Task: Please copy out, in full, each line of the material below that contains the string "block".

Data records:

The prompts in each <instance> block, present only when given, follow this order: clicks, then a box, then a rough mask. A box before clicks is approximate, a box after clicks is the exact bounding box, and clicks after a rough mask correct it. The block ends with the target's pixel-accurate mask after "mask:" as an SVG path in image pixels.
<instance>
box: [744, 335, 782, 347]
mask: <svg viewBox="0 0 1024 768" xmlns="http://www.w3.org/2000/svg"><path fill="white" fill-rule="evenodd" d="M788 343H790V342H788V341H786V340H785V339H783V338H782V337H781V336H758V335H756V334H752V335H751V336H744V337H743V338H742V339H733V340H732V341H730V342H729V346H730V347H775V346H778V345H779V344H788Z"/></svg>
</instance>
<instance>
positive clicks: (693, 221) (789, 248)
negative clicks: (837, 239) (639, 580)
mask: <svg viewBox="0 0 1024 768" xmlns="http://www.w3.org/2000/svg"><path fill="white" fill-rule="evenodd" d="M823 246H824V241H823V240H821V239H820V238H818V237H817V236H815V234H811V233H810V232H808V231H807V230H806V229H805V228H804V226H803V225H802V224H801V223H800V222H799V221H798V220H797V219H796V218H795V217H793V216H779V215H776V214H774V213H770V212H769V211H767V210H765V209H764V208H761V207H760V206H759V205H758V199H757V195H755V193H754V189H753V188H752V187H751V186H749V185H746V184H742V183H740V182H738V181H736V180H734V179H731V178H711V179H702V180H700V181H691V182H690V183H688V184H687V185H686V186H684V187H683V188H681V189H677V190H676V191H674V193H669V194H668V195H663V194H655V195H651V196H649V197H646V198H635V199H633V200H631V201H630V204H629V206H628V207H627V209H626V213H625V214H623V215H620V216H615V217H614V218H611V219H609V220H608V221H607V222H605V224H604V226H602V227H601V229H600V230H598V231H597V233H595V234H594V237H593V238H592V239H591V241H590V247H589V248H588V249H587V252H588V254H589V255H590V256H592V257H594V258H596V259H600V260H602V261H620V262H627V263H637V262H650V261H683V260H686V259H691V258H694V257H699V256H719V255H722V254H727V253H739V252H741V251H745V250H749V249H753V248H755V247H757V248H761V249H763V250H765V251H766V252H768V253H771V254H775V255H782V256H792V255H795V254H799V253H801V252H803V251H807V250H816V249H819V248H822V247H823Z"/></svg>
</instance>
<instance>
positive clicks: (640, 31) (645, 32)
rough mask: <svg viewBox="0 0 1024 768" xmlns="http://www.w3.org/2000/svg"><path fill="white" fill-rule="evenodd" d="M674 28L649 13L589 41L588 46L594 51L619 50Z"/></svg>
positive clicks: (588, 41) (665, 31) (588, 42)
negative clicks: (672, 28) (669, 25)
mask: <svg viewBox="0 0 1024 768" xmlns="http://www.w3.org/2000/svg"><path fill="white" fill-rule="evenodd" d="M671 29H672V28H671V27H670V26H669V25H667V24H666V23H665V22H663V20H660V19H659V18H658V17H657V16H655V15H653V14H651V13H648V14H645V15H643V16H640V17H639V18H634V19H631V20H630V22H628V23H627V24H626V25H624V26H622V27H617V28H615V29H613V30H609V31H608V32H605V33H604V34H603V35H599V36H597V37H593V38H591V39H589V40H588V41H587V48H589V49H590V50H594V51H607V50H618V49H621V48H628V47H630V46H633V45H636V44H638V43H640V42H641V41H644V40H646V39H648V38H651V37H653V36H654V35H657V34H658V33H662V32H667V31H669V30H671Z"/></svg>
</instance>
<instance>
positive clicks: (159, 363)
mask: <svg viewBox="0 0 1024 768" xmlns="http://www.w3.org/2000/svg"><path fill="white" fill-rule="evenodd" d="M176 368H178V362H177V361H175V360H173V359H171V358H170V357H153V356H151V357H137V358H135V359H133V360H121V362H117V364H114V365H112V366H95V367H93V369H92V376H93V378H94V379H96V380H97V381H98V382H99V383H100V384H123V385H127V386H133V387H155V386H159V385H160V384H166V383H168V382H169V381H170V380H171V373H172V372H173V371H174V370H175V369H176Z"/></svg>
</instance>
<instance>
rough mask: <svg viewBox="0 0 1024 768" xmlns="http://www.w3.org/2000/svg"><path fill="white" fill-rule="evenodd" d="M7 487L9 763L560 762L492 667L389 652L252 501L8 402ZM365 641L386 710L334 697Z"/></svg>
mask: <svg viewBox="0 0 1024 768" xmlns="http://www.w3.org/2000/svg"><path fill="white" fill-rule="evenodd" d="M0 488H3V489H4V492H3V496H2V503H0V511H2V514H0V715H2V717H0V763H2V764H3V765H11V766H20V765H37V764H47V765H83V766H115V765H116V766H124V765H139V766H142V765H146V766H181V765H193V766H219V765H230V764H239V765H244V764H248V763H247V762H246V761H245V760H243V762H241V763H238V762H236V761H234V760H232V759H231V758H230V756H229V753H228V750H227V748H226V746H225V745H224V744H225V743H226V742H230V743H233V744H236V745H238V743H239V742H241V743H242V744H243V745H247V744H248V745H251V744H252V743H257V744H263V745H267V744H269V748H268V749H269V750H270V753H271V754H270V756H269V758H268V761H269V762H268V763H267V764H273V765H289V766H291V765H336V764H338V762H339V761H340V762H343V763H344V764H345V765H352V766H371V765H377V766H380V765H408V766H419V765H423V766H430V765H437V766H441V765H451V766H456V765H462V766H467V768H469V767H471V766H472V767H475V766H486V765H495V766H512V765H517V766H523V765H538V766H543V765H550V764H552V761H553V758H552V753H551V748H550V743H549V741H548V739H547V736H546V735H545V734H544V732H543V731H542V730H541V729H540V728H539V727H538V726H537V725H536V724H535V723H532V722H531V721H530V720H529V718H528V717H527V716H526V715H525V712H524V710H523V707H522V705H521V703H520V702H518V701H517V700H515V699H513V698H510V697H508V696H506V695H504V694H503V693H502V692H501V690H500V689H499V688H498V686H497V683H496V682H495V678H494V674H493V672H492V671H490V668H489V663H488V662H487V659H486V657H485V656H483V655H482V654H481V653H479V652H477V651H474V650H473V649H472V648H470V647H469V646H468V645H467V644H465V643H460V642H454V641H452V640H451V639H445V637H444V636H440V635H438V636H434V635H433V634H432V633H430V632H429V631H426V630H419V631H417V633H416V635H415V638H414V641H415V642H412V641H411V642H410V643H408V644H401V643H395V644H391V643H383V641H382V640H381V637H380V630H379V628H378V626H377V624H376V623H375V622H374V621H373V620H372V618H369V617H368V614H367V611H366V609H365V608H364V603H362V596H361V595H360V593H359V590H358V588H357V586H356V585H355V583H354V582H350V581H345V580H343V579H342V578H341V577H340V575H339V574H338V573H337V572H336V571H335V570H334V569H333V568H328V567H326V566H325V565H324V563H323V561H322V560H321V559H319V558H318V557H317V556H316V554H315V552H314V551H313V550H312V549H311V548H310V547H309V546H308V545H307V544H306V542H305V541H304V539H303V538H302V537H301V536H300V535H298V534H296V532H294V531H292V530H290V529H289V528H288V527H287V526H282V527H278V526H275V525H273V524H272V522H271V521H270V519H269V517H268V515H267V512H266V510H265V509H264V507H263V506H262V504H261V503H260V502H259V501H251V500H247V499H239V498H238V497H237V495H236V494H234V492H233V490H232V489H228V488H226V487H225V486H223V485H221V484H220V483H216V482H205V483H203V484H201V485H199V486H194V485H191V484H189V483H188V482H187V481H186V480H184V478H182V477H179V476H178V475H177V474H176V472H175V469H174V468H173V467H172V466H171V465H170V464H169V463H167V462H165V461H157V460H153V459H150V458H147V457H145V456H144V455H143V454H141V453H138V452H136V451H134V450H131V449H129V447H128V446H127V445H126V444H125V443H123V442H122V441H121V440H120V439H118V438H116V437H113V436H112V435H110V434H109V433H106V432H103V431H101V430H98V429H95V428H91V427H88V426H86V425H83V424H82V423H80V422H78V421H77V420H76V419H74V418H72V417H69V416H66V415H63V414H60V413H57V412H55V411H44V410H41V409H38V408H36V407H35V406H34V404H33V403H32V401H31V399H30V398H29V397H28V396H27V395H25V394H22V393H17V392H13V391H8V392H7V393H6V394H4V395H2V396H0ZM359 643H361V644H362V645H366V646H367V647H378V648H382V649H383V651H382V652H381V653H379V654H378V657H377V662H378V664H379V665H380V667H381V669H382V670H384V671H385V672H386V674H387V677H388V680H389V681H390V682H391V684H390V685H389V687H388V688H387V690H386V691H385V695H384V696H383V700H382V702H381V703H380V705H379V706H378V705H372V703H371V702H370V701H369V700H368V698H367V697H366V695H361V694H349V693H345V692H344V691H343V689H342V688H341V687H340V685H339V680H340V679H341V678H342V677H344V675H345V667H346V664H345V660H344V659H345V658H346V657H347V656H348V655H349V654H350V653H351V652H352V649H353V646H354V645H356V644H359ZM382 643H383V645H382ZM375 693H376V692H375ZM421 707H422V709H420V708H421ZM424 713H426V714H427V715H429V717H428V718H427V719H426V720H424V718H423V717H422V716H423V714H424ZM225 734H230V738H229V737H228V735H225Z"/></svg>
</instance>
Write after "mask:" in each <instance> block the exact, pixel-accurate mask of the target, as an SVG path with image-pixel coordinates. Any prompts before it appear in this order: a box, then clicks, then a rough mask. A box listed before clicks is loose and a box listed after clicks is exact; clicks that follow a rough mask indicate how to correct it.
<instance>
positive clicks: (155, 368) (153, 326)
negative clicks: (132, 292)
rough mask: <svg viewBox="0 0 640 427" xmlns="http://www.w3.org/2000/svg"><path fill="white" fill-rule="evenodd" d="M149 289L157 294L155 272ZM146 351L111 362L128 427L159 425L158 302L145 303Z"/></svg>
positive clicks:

Output of the task:
The prompts in each <instance> block, present only when given, follow this order: clicks, then a box, then a rough mask. A box before clicks is approximate, a box after clicks is the exact bounding box, and clicks after a rough mask correct it. The block ends with the target's pixel-accurate mask after "mask:" as an SVG path in image pixels.
Write after "mask:" in each <instance> block the exact, pixel-accurate mask of the target, as an SVG path with image-pixel coordinates. Any prompts before it appear in this order: a box, then clicks, then a rough mask. A box listed before clicks is loose and a box listed after clicks is exact; clicks that follow a rough mask indicate how to correct it.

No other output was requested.